● Try it:
Every entry that follows is to be duplicated exactly.

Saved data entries
======
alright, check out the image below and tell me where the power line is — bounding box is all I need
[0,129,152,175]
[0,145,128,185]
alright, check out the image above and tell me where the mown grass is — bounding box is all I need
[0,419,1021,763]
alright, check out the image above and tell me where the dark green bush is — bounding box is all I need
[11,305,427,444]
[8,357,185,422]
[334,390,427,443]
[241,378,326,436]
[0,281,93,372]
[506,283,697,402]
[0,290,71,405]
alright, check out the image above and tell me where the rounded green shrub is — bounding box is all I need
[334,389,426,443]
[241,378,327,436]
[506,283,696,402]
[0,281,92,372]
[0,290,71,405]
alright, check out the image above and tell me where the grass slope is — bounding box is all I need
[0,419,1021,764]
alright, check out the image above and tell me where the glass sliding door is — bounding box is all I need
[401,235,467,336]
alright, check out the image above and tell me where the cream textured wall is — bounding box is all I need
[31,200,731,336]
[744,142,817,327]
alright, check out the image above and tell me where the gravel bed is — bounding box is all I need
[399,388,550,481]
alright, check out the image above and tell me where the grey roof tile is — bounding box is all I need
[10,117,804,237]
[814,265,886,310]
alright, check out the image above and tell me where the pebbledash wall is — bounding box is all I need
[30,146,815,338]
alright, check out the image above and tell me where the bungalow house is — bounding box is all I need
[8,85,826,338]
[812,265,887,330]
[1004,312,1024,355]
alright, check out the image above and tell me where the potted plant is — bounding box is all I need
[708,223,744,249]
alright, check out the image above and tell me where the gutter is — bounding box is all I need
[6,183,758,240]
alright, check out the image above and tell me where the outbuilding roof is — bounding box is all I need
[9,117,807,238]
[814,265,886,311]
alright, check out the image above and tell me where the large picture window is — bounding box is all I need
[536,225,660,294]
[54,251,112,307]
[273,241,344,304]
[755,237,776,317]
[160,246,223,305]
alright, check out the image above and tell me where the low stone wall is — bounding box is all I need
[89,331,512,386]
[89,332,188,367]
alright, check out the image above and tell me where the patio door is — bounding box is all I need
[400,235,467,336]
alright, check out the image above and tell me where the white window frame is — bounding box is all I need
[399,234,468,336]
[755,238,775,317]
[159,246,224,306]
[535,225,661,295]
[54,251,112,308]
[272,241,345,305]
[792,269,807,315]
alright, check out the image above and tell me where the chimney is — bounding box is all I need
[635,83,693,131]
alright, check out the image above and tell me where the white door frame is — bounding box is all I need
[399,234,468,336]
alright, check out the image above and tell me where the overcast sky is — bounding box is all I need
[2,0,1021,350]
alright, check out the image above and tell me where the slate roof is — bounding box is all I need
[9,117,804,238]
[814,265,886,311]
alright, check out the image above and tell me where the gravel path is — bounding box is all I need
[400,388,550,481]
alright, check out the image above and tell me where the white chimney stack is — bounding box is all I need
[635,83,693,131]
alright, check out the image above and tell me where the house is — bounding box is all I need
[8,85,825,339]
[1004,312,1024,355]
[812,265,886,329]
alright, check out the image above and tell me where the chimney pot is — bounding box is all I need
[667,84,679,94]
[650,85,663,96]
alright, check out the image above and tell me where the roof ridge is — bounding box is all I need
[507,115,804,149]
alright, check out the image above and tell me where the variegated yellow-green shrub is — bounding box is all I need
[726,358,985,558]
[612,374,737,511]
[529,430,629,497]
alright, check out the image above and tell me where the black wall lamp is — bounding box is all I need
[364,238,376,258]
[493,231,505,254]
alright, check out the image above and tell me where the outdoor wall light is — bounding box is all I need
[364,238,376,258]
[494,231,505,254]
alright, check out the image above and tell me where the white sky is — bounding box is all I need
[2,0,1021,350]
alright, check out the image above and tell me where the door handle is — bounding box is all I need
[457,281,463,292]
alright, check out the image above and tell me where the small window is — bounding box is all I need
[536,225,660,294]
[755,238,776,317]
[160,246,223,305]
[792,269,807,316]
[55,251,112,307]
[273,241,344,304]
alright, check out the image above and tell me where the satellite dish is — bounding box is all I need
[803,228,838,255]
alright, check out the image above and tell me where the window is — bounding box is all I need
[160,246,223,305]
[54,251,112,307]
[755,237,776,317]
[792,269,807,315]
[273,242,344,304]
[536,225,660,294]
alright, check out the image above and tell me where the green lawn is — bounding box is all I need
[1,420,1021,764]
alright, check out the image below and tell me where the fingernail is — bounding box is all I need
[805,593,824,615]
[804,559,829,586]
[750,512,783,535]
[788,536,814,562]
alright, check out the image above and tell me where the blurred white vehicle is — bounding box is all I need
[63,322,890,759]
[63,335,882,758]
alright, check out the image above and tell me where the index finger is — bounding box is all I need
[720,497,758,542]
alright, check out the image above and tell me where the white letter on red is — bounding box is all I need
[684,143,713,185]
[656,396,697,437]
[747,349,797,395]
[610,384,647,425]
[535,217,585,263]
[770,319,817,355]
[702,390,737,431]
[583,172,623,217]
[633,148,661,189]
======
● Output:
alright, check out the image below and tell me where the power line is — bounding box is all I need
[0,129,152,175]
[0,145,128,185]
alright, check out the image above and tell me where the mown grass is — bounding box is all I need
[0,419,1021,763]
alright, check out the image above and tell me where the dark green bush is — bounding box is all I need
[11,305,427,444]
[8,357,185,422]
[334,390,427,443]
[241,378,326,436]
[0,281,93,372]
[506,283,697,402]
[0,290,71,405]
alright, check out the image above and tell me where the rounded green shrub is — bounding box is all I need
[334,389,426,443]
[241,378,327,436]
[506,283,696,402]
[0,281,92,372]
[0,290,71,405]
alright, check out the image above and tell me where the grass slope is — bounding box is all I need
[0,419,1021,764]
alright, check out the image above and tell me where the glass sliding door is — bounding box is all I need
[401,235,467,336]
alright, check out the image above and tell me where the cream textured wall is — bounding box is all I need
[31,200,731,336]
[744,142,817,327]
alright, check out the image above and tell me where the gravel bed is — bounding box is all I need
[399,388,550,481]
alright, check out the image above and tell me where the grey roof tile is — bounding box is all I need
[10,117,804,237]
[814,265,886,310]
alright, check out the image above and tell me where the pebbledash wall is — bounding box is all I need
[30,146,815,338]
alright, check out the image above and tell me where the bungalow house is — bounding box is all I need
[8,85,826,338]
[812,265,887,330]
[1004,312,1024,355]
alright, check out the image above and tell me where the potted plant is — bounding box is all I need
[708,223,744,249]
alright, check out the image above and tell me where the gutter is — bounding box is all I need
[6,183,758,240]
alright, check out the image above and tell me where the outbuilding roof is — bounding box is all I need
[9,117,807,238]
[814,265,886,311]
alright, check out the image above and tell me where the large picture window is — bounding box is all I need
[536,225,660,294]
[54,251,112,307]
[273,241,344,304]
[755,237,776,317]
[160,246,223,305]
alright, check out the image above and tell me where the low stone wall is — bounding box is all I need
[89,331,512,386]
[89,332,188,367]
alright, check out the image above and tell me where the patio door is — bounding box is all I need
[400,235,467,336]
alright, check out the image above and tell me where the white window frame is — bounding box is all I need
[399,234,468,336]
[755,238,775,317]
[159,246,224,306]
[535,225,661,295]
[54,251,112,308]
[272,241,345,305]
[792,269,807,315]
alright, check out the image above and tell me where the chimney is — bounding box is all I need
[635,83,693,131]
alright, check out the image above and tell me where the white door frame is — bounding box is all I need
[399,234,468,336]
alright, check out the image above and tell me where the overcast sky is — bounding box is all I need
[2,0,1021,350]
alright, check out the image above and tell me where the slate roof is — bounding box is all I need
[9,117,804,238]
[814,265,886,311]
alright, check out the image above and tell me where the gravel path is — bounding box is all I need
[400,388,550,481]
alright, check out the image above and tell me where the white chimney stack is — bounding box is all I need
[635,83,693,131]
alright, check out the image above and tell me where the house is — bounding box is all I need
[8,85,825,339]
[1004,312,1024,355]
[812,265,886,329]
alright, check out the image above and tell me where the chimney pot is — bounding box is all I need
[667,84,679,94]
[650,85,663,96]
alright, check out the image above and tell me where the roof ridge is — bounding box is all I need
[507,115,804,149]
alright, check out the image above and tell me where the variegated yellow-green shrub is — bounding box is all I need
[726,358,985,558]
[612,374,737,511]
[529,430,629,497]
alright, check out the image above and tell me where the black wall lamp is — bounding box is all I need
[364,238,376,258]
[493,231,505,254]
alright, check out the image above and tell me where the outdoor wall light is — bounding box is all I need
[364,238,376,258]
[494,231,505,254]
alright, check out the image above and tell me where the white sky is — bounding box is all I need
[2,0,1021,350]
alright, check out the image above and tell me where the door handle is — bounding box is all I need
[457,281,463,292]
alright, check out the image above and tell me where the small window is — bounding box is all I need
[536,225,660,294]
[755,238,776,317]
[160,246,223,305]
[792,269,807,316]
[55,251,112,307]
[273,241,344,304]
alright, check out the image above and tell me where the satellite dish is — bounding box is all I need
[803,228,838,255]
alright, check out the image above and tell me where the window is — bounding box is all I need
[160,246,223,305]
[54,251,112,307]
[755,237,776,317]
[792,269,807,315]
[273,242,344,304]
[536,225,660,294]
alright, check out the image above and tell me where the green lawn is — bounding box is all I need
[1,420,1021,764]
alright, check out the image below and tell me where the fingernail is — bounding box is all I need
[805,593,824,615]
[804,559,829,586]
[750,512,783,535]
[788,536,814,562]
alright, check out the image above and tell me where the blurred white vehicle is — bounding box is all I need
[63,322,890,759]
[63,335,882,758]
alright, check out the image above and tell me where the index finger is — bounding box is all I need
[720,497,758,542]
alright, check out the image above and tell me where the white letter on red is — bounding box is all I need
[684,143,713,185]
[656,396,697,437]
[747,349,797,395]
[610,384,647,425]
[535,217,585,263]
[770,319,817,355]
[702,390,737,431]
[583,172,623,217]
[633,148,661,189]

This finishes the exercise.